Aim of the task:
Write the next part of the essay about the family bangles, starting after its final sentence.

Reading text:
####################

The sound of your bangles chime throughout time.
You are part wisdom and will, love and beauty, fault and redemption, and I hear the song of your bangles chime throughout time.
When I was young I would crawl into bed with you and rest my little head on the nook of your outstretched arm. Then something horrible happened. I believe it was puberty. My body changed and I felt awkward. I stopped cuddling, and worked my independence out through every hair colour I could think of. Green, blue, purple, black. I put a stud in my nose, and thought it was the most beautiful thing on my face. I wore second hand dresses I thought were cool. I tweaked my wardrobe a little when you mentioned one time I looked like a french maid, and refused to take me out.
When I turned 13 you bought me a bangle, because that was our Caribbean family tradition. When I was 17 I lost the bangle in the mud some time during a contact game of football. I was guilt ridden for months, and swore I’d never let myself wear one again. Then we flew to Barbados and you replaced my lost bangle with two! You said they were a lesson in self forgiveness. I wore them every day. At first I wore one on each hand, until I put my arms together behind my back on my first day at a new job. The two bangles locked together handcuffing me until a colleague set me free. I put both on one wrist and that’s when it began, that I joined your song, and our bangles chimed together throughout time.
I grew up a little and made bigger mistakes. Your reminder of self forgiveness dangled always from my wrist. I got married, and two years later a baby was on its way. You, the woman who could faint at the sight of a loose tooth, stayed in the hospital room with me, braiding my hair, keeping my husband calm, surviving your daughter’s pain while I lay crying on the bed. All angst about the human body went out the window that day. All innocence of it was redeemed as my lovely baby girl was born. We marveled at the miracle of life and nursing. You taught me how to change a diaper, and took my angel at night so I could sleep. The cycle of cuddles began again. As I lifted my new born out of her crib my bangles chimed. I smiled knowing that the sound of these bracelets would be the sound of her mother, as your bangles had played the tune of mine.

####################

Exercise data:

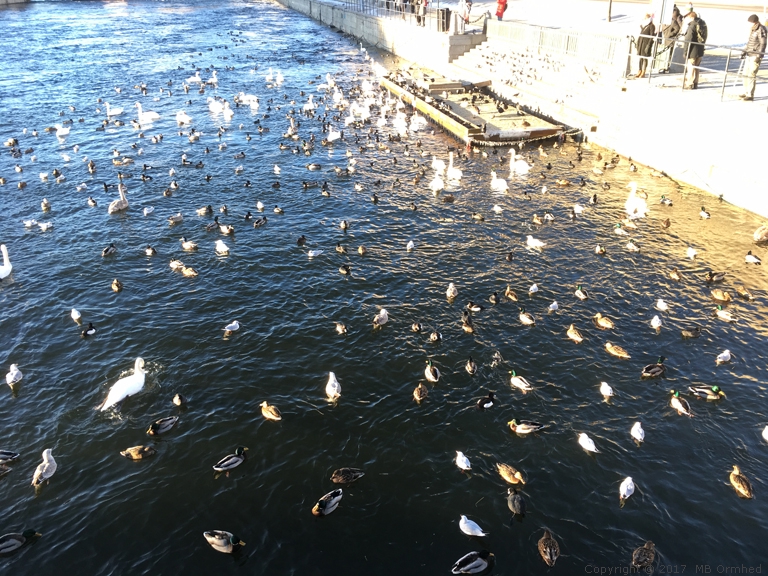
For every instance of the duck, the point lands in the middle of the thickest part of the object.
(617, 351)
(549, 549)
(46, 469)
(223, 541)
(525, 426)
(655, 370)
(481, 562)
(162, 425)
(138, 452)
(346, 475)
(643, 556)
(332, 388)
(740, 483)
(13, 541)
(574, 334)
(270, 412)
(231, 460)
(526, 318)
(328, 503)
(420, 392)
(509, 473)
(680, 404)
(487, 402)
(431, 373)
(752, 259)
(187, 244)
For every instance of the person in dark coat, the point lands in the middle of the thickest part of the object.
(670, 32)
(645, 43)
(694, 51)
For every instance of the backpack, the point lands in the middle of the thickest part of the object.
(701, 32)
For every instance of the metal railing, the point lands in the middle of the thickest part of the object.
(717, 61)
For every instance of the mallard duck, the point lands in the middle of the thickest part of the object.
(420, 392)
(707, 392)
(524, 426)
(231, 461)
(724, 314)
(549, 549)
(714, 277)
(487, 402)
(270, 412)
(617, 351)
(720, 295)
(574, 334)
(346, 475)
(509, 473)
(743, 293)
(474, 563)
(526, 318)
(187, 244)
(694, 332)
(138, 452)
(519, 382)
(655, 370)
(680, 404)
(580, 294)
(13, 541)
(328, 503)
(643, 556)
(162, 426)
(740, 483)
(603, 322)
(223, 541)
(431, 372)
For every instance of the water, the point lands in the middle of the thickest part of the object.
(107, 515)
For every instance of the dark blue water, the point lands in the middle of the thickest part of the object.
(106, 515)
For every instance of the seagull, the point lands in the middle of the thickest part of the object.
(462, 461)
(470, 528)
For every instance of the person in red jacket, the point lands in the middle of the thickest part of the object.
(501, 7)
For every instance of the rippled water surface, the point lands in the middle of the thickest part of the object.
(107, 515)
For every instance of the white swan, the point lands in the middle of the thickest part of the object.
(125, 387)
(332, 388)
(120, 204)
(146, 117)
(5, 269)
(113, 111)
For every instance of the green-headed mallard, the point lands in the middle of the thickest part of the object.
(138, 452)
(740, 483)
(655, 370)
(346, 475)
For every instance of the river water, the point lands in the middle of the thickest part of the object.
(102, 514)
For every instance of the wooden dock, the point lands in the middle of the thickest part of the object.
(464, 109)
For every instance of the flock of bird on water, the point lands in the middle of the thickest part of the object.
(362, 132)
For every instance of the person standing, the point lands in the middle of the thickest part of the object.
(695, 36)
(670, 33)
(645, 43)
(501, 7)
(753, 55)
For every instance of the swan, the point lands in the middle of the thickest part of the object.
(146, 117)
(183, 118)
(6, 268)
(332, 388)
(113, 111)
(118, 205)
(125, 387)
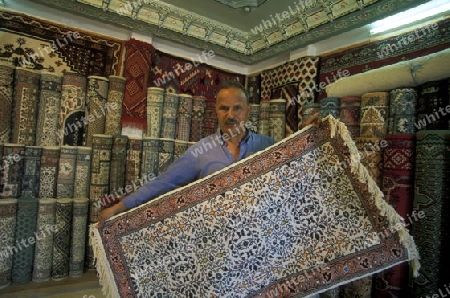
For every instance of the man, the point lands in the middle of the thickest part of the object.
(232, 142)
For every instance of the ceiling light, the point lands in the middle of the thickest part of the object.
(418, 13)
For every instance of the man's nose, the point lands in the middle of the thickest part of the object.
(230, 114)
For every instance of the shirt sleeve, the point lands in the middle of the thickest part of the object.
(180, 173)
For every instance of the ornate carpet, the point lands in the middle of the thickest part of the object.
(298, 218)
(26, 41)
(379, 53)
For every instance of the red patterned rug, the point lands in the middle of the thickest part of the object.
(137, 71)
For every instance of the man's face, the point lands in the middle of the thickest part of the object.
(231, 109)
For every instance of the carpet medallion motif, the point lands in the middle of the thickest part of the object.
(297, 218)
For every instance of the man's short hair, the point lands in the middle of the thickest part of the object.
(235, 85)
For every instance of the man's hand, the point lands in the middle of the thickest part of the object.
(314, 120)
(109, 212)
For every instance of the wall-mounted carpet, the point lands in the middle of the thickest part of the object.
(8, 209)
(299, 217)
(49, 105)
(6, 100)
(371, 56)
(45, 228)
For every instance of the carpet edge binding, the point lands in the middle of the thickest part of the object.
(337, 128)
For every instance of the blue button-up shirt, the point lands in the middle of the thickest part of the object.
(201, 159)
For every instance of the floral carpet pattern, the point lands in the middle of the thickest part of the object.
(298, 218)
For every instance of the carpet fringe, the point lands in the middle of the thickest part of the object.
(104, 272)
(396, 222)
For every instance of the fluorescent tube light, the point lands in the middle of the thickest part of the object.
(418, 13)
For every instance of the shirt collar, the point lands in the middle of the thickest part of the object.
(222, 140)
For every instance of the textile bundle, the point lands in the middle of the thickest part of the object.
(409, 73)
(299, 217)
(431, 197)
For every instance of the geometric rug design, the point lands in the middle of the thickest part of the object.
(298, 218)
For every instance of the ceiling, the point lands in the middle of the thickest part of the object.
(248, 31)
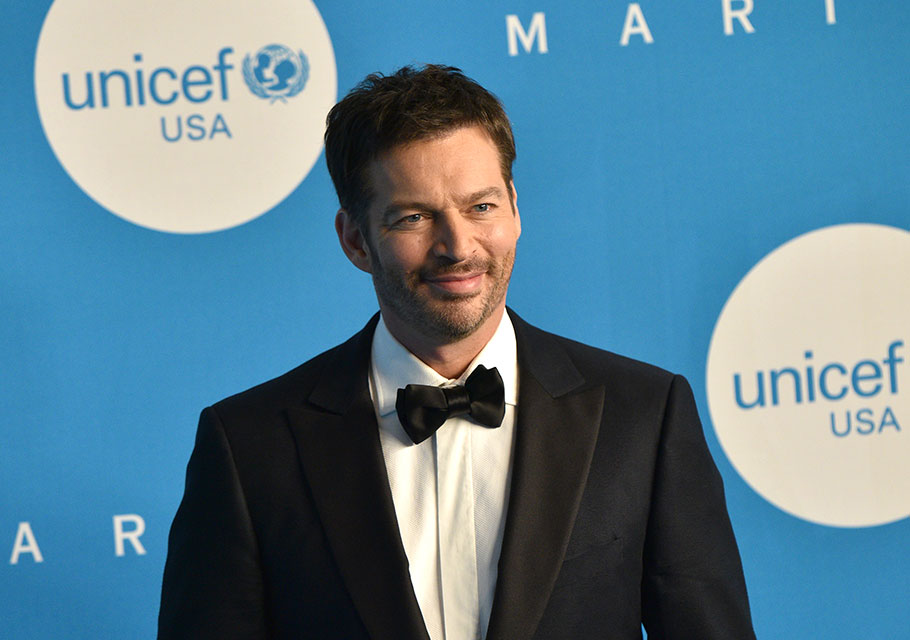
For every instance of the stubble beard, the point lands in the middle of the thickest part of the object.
(440, 316)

####################

Output of the exercise:
My husband died two years later, and you moved in for two weeks. You held us together as you so often do. We celebrated my daughter’s second birthday while I wrote out a eulogy, and you formatted memorial bookmarks.
You left and I was lonely, but in the darkness of those nights, as I pulled the covers up to my chin, there was the echo of your song in the tinkling of my bangles, and I felt less alone as I cried myself to sleep.
Hope broke through the darkness, and I felt gratitude more than pain. We became survivors, and thrivers, and saw the sun poke through the rain.
You had nursed me, changed me, held my hand, then let me go. You disciplined me and loved me, and gave me room to grow. You taught me, laughed with me, and shared my pain when I cried. Then you set me free again to see the wings you gave me fly.
You are mother, you are wisdom, you mean the world to my babe. And the bangles that you gave me chirp the love song that you gave.
Every flick of my wrist, and throw of my hand, sings the song of your chime, as my bangles of forgiveness play your song throughout our time.